◆ **Text**
Phase-changing compounds called aminosilicones are being used by GE Global Research and partners to replace MEA as the CO₂ absorbent. GE’s Robert Perry says the aminosilicones change from liquid to solid on contact with CO₂. Because the solid absorbent contains a higher percentage of CO₂ than the liquid MEA, the energy efficiency of the process is improved. The project’s goals are to reduce parasitic power requirements to less than 23% and lower the cost to $60 per ton of CO₂ removed.

There’s a downside to the aminosilicones approach, Perry admits: It’s more difficult to move a solid partway through the process loop compared with a liquid. On the other hand, having a stable solid that can be heated to 160 °C or so to drive off the CO₂ at 5–6 atmospheres means that less compression is required to liquefy the CO₂ for transport.

The University of Notre Dame also is developing phase-changing liquids. In that process, says Stephen Takach, managing director of the Center for Sustainable Energy at Notre Dame, enough water and residual CO₂ are left after desorption to carry the phase-changing solid ionic salt back to the absorber in a slurry.

As with other CO₂ capture projects, it isn’t clear what will happen to the Notre Dame project when the ARPA–E money runs out. “We’re in the stage of building a demo unit, and our plan is to operate it in the May timeframe and acquire data from the test run. In that process it will become clearer what the natural next steps are,” says Takach. Options include applying for a grant from DOE’s Office of Fossil Energy, which in March issued a broad solicitation for R&D projects through its National Energy Technology Laboratory, or partnering with industry, perhaps on a different application for the technology. In Notre Dame’s case, two of the researchers have formed a spinoff company to develop the ionic-liquids technology for refrigeration applications.

◆ **Data for review**
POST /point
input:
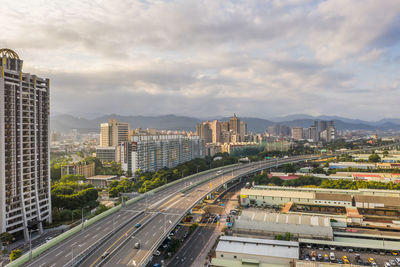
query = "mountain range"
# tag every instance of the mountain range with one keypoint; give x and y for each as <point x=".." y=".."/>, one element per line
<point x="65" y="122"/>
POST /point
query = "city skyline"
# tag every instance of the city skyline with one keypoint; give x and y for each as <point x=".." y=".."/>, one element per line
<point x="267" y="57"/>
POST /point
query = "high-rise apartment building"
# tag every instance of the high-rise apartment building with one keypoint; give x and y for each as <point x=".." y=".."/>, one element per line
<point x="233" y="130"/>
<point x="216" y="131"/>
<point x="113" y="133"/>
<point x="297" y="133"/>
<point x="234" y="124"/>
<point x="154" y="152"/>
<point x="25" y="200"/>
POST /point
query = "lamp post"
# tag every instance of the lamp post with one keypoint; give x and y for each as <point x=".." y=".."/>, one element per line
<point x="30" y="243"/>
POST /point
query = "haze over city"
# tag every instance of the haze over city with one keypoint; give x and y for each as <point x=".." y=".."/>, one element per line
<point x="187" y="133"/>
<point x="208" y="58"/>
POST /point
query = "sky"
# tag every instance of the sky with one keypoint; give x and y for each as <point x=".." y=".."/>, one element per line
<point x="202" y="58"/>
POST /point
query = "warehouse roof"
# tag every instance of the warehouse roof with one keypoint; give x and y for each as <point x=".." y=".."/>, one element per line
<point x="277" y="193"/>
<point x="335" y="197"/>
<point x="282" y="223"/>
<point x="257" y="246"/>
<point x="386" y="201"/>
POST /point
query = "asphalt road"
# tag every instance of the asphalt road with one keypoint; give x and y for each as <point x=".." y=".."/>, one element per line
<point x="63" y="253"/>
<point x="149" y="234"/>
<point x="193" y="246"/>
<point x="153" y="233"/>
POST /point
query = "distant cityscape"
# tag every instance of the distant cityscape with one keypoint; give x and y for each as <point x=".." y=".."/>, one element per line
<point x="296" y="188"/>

◆ **To do**
1 - Copy the part of the CO₂ capture text that opens with the words containing "Phase-changing compounds called" and closes with "CO₂ for transport.", renaming "aminosilicones" as "aminosilicone compounds" throughout.
2 - Carry the CO₂ capture text further, picking up after its last sentence.
You won't need the data here.

◆ **Answers for each item**
1 -
Phase-changing compounds called aminosilicone compounds are being used by GE Global Research and partners to replace MEA as the CO₂ absorbent. GE’s Robert Perry says the aminosilicone compounds change from liquid to solid on contact with CO₂. Because the solid absorbent contains a higher percentage of CO₂ than the liquid MEA, the energy efficiency of the process is improved. The project’s goals are to reduce parasitic power requirements to less than 23% and lower the cost to $60 per ton of CO₂ removed.

There’s a downside to the aminosilicone compounds approach, Perry admits: It’s more difficult to move a solid partway through the process loop compared with a liquid. On the other hand, having a stable solid that can be heated to 160 °C or so to drive off the CO₂ at 5–6 atmospheres means that less compression is required to liquefy the CO₂ for transport.

2 -
Ready to go

“The intention, from the time this program was created [in 2010], was that these projects would be positioned well to compete for a funding solicitation from Fossil Energy,” says ARPA–E’s Sawyer. “This technology requires government support in the absence of a carbon price.” She says papers from IMPACCT projects have been published in top chemical and chemical engineering journals and that a second spinoff has been created from a project at Texas A&M University.

A Columbia University project seeks to turn captured CO₂ into a solid that can be easily and safely transported, stored aboveground, or integrated into products such as paper filler, plastic filler, and construction materials. In nature, the reaction of CO₂ with various minerals over long periods of time—a process known as carbon mineralization—will yield a solid carbonate. But carbon mineralization as a CO₂ capture and storage method is limited by the speeds at which the minerals can be dissolved and the CO₂ can be hydrated. The Columbia team is using a process involving a combination of chemical catalysts to increase both rates. Ah-Hyung Park, the principal investigator with the Columbia group, says the next step will be teaming with RTI International to build a skid-mounted system for installation at a coal-fired plant.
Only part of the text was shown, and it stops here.